TEXTO DA PÁGINA –
O cenário do Pantanal é descrito como desolador. Para aqueles que acompanham de perto a atual situação do bioma, a sensação é de profunda tristeza. Enquanto o fogo avança de forma nunca vista nas últimas décadas, animais mortos e árvores destruídas se tornam situações cada vez mais comuns.
As chamas já atingiram 2,3 milhões de hectares do Pantanal, segundo dados do Centro Nacional de Prevenção e Combate aos Incêndios Florestais (Prevfogo). O número representa mais de 15% de toda a extensão do bioma no Brasil, conforme levantamento do Instituto SOS Pantanal. A área queimada corresponde, por exemplo, a quase três vezes a região metropolitana de São Paulo, que abriga 39 municípios, ou 15 vezes a área da capital paulista.

DADOS REGISTRADOS –
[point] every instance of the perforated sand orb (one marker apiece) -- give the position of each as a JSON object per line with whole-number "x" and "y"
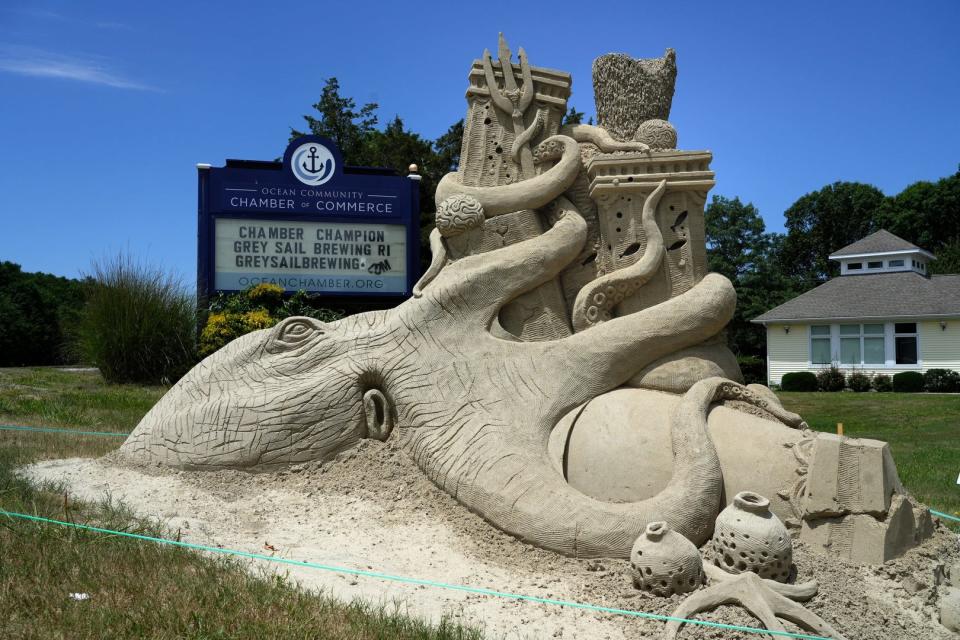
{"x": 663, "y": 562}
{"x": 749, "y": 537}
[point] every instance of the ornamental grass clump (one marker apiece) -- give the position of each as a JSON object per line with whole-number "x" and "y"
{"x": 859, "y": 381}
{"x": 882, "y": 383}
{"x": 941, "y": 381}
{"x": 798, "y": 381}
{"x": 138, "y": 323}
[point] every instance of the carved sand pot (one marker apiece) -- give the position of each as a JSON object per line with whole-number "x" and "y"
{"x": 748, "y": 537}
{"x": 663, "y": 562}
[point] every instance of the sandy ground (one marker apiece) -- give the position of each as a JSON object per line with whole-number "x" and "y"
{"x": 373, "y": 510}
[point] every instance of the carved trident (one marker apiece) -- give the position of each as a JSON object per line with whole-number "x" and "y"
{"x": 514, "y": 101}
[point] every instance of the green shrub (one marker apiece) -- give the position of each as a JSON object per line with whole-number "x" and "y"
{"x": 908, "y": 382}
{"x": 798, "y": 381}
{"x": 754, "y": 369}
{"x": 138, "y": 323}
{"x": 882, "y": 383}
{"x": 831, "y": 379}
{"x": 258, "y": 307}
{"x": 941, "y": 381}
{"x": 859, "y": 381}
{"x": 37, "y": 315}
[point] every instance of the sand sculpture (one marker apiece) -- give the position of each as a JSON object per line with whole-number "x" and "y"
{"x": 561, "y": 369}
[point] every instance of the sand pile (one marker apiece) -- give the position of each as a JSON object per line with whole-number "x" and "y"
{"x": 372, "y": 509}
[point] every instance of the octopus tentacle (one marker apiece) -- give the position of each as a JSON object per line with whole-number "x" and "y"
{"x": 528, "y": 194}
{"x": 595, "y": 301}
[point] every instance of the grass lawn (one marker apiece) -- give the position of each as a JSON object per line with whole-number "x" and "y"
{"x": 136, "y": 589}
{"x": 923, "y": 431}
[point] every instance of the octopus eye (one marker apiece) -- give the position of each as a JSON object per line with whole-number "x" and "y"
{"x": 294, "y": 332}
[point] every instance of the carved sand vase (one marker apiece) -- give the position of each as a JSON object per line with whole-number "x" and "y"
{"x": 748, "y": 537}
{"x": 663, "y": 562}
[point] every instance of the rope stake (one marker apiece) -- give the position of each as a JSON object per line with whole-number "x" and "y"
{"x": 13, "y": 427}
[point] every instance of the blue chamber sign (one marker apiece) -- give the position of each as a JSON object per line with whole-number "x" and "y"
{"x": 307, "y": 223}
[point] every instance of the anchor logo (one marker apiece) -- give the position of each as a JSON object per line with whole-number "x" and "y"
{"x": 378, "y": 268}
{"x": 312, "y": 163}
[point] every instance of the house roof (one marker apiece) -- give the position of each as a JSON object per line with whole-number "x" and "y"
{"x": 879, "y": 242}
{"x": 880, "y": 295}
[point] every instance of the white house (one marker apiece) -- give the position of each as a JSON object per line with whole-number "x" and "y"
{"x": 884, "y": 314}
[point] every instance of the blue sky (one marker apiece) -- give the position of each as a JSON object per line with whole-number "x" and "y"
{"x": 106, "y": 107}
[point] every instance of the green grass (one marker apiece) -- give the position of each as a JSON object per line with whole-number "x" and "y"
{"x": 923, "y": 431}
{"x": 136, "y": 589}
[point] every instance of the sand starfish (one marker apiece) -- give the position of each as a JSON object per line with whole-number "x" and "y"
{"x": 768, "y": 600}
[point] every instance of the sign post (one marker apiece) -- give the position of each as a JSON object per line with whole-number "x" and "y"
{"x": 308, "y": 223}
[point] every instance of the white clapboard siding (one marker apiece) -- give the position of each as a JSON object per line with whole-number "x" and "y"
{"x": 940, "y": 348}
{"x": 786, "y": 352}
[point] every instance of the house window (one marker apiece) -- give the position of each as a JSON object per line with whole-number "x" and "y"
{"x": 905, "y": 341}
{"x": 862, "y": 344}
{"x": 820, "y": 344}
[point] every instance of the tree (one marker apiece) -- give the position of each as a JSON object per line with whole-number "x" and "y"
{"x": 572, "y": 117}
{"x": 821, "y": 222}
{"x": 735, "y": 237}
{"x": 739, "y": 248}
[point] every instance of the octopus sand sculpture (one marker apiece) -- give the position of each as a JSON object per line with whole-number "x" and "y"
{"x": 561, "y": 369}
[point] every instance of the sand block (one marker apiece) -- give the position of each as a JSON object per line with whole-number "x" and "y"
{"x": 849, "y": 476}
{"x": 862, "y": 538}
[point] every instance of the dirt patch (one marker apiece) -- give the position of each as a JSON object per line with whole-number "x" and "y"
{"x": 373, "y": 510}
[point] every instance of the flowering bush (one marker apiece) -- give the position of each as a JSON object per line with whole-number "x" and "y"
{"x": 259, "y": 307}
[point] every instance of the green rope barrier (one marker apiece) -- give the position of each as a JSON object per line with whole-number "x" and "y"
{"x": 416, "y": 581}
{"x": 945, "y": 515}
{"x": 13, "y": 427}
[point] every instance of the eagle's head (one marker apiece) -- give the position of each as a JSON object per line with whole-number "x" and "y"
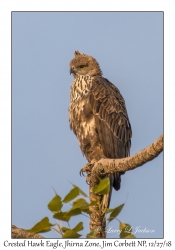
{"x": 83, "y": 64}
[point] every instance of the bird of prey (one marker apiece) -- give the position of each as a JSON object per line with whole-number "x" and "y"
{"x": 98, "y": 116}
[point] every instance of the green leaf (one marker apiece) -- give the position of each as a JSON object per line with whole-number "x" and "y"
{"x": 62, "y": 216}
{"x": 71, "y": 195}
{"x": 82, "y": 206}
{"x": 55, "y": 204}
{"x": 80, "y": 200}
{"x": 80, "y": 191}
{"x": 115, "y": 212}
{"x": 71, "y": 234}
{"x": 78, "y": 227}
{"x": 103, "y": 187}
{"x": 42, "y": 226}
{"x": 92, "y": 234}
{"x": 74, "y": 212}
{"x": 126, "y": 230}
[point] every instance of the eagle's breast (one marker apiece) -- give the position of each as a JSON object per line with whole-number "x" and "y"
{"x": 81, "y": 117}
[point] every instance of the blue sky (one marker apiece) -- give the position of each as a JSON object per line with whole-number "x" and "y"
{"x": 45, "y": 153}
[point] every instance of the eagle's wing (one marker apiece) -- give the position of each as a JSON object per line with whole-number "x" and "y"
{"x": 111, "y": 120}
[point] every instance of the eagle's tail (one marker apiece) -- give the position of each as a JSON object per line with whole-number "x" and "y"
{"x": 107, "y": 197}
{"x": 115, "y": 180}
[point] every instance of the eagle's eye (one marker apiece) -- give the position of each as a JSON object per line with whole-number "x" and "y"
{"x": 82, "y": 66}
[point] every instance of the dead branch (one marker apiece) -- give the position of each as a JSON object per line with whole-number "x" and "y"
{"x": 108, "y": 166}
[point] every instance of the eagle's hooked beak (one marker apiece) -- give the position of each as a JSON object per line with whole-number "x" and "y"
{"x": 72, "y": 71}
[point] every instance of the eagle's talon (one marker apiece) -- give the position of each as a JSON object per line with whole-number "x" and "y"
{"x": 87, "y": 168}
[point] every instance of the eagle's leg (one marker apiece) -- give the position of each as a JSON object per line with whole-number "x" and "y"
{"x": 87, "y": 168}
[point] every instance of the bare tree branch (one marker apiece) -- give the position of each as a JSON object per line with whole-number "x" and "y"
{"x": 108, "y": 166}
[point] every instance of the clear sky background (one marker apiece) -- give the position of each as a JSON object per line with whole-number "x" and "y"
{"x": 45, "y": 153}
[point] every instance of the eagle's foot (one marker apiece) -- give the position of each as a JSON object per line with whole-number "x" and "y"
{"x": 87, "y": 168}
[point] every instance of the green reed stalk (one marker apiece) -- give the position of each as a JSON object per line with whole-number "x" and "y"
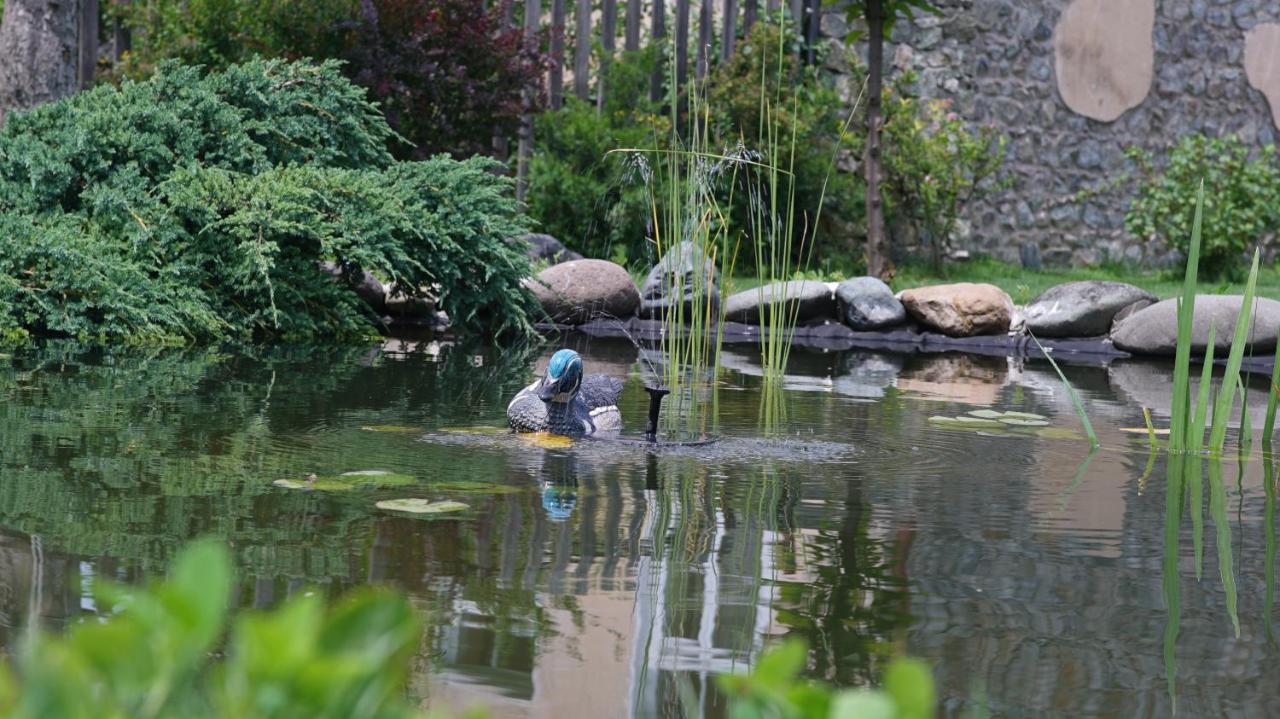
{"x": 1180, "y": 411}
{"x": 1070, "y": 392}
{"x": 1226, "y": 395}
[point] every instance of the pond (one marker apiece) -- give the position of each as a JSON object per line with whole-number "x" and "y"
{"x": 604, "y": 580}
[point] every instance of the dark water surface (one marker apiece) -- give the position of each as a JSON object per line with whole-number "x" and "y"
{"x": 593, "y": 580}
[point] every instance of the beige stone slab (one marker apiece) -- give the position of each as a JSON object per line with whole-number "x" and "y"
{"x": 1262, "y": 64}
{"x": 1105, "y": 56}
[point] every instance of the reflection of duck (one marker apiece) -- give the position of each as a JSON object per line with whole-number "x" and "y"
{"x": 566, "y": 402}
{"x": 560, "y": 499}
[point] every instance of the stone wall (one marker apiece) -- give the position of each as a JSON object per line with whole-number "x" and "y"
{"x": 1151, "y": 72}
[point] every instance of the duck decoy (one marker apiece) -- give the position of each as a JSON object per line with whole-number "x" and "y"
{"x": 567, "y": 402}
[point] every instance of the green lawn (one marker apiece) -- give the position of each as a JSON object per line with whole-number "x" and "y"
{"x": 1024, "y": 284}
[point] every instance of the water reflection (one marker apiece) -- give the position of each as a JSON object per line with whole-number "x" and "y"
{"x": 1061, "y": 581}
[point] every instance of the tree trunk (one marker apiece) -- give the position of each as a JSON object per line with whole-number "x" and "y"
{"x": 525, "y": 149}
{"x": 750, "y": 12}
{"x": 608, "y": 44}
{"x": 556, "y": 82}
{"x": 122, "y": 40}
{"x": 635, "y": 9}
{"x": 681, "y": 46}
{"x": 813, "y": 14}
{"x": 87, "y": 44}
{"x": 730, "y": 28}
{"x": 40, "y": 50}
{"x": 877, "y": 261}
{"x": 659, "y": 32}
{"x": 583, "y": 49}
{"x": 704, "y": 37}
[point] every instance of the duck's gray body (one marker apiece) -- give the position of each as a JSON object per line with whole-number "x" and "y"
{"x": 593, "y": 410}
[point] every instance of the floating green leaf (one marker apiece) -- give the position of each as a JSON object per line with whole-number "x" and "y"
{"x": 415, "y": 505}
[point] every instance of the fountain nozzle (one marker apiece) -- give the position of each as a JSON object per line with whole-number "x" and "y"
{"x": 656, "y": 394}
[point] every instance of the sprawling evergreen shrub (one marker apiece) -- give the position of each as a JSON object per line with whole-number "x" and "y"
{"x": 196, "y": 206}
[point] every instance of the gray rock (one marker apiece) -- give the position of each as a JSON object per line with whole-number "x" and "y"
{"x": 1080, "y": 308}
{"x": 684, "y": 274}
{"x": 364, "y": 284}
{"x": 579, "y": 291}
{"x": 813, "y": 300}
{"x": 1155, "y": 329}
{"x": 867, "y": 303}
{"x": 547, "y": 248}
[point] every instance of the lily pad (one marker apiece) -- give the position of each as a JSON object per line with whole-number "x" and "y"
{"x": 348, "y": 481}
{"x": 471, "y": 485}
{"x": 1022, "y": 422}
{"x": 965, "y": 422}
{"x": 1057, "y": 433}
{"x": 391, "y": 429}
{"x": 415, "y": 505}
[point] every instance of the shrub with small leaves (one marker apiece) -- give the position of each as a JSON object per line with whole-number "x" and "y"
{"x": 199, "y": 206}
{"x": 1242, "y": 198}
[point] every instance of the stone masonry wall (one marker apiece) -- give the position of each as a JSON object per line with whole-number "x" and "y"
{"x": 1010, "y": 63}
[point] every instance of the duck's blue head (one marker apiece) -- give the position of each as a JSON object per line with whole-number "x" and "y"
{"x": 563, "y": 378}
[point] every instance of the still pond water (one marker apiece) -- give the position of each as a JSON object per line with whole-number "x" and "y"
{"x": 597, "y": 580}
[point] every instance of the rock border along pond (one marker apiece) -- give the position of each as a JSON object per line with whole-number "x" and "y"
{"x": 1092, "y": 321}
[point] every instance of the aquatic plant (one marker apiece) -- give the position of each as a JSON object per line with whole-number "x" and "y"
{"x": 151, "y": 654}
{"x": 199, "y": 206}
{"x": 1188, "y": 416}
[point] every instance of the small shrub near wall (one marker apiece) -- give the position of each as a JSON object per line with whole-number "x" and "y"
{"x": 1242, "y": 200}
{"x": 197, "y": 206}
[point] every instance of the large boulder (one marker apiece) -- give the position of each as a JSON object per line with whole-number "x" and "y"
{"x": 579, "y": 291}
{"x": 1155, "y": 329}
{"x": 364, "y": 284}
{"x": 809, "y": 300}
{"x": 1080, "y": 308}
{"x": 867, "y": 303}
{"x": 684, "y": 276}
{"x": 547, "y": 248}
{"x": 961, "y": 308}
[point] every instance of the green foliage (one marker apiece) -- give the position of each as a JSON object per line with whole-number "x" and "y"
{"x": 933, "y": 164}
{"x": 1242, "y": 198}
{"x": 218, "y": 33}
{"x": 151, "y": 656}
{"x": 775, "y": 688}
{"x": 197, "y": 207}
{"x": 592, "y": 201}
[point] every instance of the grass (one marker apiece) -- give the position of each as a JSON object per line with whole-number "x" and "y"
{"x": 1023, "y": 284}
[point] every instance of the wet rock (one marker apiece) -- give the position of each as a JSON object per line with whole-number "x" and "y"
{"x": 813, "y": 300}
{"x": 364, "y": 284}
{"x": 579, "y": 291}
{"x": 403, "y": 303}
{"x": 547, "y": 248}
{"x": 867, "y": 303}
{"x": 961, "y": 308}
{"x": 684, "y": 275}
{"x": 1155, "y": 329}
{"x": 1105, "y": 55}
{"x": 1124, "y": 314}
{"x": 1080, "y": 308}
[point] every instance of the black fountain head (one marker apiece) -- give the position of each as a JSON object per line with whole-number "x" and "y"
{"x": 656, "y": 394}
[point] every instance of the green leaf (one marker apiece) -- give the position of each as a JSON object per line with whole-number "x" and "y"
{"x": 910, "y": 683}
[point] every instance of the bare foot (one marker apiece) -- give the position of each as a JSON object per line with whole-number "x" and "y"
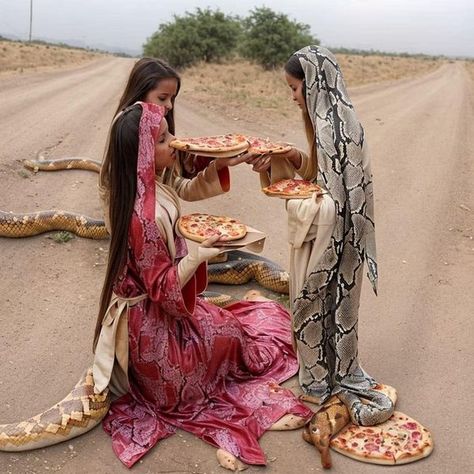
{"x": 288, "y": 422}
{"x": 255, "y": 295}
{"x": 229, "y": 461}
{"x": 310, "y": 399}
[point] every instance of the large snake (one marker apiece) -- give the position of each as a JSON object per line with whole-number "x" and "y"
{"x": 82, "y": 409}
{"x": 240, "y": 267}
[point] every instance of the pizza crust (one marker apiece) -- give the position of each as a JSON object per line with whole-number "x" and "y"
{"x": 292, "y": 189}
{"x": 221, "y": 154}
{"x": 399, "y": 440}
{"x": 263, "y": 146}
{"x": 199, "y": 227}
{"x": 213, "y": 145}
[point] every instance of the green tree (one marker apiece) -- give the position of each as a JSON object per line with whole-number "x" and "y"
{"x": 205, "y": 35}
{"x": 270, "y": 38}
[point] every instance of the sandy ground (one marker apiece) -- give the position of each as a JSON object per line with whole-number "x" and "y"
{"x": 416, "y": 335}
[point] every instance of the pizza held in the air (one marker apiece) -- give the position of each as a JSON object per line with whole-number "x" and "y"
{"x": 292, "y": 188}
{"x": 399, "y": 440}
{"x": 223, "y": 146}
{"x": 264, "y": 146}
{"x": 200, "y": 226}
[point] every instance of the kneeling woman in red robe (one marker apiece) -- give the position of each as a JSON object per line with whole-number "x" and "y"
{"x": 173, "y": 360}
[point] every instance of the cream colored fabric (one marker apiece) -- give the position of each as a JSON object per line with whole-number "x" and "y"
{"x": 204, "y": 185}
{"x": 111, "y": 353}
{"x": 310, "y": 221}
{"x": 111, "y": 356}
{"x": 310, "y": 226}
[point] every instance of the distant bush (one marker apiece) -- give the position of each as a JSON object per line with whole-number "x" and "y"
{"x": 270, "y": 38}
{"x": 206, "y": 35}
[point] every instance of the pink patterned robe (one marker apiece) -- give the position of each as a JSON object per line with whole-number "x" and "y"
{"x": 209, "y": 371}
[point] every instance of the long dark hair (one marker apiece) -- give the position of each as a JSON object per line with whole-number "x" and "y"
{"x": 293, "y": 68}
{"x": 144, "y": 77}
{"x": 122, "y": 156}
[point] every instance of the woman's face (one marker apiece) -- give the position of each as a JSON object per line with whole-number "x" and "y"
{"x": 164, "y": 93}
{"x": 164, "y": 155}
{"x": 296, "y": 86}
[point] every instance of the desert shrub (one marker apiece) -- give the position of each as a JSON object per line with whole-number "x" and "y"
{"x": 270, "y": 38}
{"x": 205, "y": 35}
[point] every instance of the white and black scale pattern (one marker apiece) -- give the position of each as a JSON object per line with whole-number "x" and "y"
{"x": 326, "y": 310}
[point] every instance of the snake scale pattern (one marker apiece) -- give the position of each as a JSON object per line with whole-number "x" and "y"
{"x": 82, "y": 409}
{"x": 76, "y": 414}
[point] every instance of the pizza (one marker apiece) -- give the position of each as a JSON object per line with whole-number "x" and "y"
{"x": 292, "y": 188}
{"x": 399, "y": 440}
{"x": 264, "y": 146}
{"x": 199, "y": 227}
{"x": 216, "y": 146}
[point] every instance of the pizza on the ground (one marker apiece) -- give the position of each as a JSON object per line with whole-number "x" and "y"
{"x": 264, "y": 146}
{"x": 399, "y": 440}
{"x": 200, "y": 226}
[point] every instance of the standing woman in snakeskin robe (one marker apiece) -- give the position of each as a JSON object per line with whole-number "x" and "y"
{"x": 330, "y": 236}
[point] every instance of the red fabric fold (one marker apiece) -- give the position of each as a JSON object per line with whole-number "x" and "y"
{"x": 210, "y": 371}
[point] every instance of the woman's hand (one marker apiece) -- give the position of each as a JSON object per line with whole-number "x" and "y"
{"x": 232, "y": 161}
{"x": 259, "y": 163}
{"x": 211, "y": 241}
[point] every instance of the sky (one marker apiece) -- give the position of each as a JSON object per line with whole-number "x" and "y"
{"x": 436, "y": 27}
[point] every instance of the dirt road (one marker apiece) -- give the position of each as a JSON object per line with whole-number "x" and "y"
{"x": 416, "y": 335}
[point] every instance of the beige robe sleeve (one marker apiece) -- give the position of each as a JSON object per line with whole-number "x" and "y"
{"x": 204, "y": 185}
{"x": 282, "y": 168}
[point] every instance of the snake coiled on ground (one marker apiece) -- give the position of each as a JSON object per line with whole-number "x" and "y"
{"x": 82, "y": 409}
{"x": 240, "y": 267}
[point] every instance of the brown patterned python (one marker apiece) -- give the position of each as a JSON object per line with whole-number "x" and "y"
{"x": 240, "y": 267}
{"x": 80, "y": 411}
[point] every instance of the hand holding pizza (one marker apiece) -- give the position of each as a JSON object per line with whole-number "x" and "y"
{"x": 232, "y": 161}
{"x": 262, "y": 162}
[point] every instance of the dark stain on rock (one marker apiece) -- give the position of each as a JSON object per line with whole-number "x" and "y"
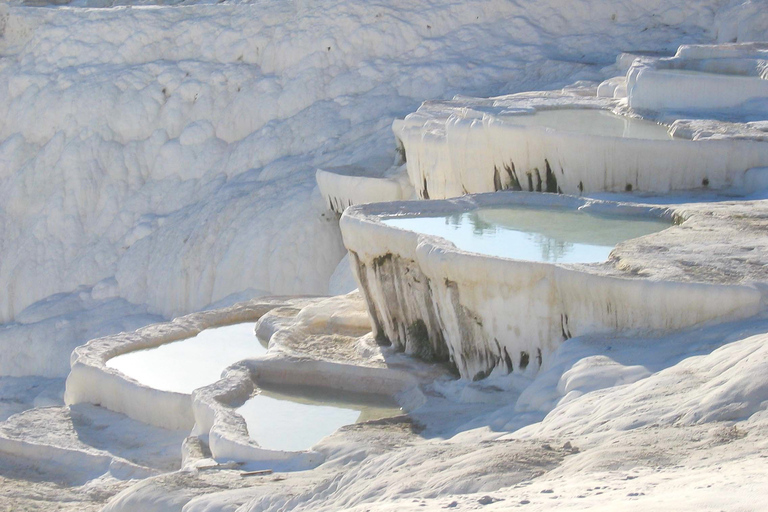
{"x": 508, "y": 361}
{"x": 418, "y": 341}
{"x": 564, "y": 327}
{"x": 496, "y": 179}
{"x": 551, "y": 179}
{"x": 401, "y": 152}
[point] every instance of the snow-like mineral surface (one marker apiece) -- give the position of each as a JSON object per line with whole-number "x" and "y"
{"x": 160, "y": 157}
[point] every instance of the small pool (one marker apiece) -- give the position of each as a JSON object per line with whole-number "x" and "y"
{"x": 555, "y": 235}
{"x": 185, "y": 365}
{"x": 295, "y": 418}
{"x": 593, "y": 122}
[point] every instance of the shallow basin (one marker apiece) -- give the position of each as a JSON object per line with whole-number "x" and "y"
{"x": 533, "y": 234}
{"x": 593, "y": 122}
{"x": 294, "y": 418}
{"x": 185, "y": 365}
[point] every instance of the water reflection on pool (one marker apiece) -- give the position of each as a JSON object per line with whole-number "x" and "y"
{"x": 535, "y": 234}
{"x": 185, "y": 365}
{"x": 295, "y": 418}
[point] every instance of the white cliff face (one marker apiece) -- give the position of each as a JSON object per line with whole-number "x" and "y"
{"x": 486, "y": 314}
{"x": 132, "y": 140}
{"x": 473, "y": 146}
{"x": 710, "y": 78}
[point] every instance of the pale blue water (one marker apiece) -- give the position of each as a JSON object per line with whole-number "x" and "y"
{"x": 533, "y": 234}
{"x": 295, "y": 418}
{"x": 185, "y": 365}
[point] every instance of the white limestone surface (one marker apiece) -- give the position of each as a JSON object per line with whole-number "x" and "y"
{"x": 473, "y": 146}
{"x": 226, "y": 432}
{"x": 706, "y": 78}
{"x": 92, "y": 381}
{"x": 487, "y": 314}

AÇÃO SOLICITADA 1 –
Responda a estas perguntas sobre o texto a respeito do Pantanal e marque cada resposta com a mesma letra da pergunta:
(a) Que situações se tornam cada vez mais comuns enquanto o fogo avança?
(b) Segundo o Prevfogo, quantos hectares do Pantanal as chamas já atingiram?
(c) Quantos municípios abriga a região metropolitana de São Paulo?
AÇÃO SOLICITADA 2 – Dê continuidade ao texto sobre o Pantanal, começando logo depois da última frase apresentada.

ÁREA DE RESPOSTA 1 –
(a) Animais mortos e árvores destruídas.
(b) 2,3 milhões de hectares.
(c) 39 municípios.

ÁREA DE RESPOSTA 2 –
De janeiro ao início de setembro, foram registrados 12,1 mil focos de calor no Pantanal, segundo o Instituto Nacional de Pesquisas Espaciais (Inpe). É o maior número no período desde 1998, quando o instituto iniciou um monitoramento que se tornou referência para acompanhar as queimadas no país.
Em meio ao avanço do fogo, os animais lutam para sobreviver, enquanto a vegetação é devastada. Pessoas que moram na região enfrentam problemas de saúde em meio à fumaça intensa, que piora problemas respiratórios diante do duro cenário da pandemia do coronavírus.
Imagens feitas por fotógrafos e voluntários, entre agosto e os primeiros dias de setembro, ilustram a tragédia enfrentada pelo Pantanal. Ao longo desta reportagem, 25 fotografias cedidas à BBC News Brasil mostram a atual situação do bioma.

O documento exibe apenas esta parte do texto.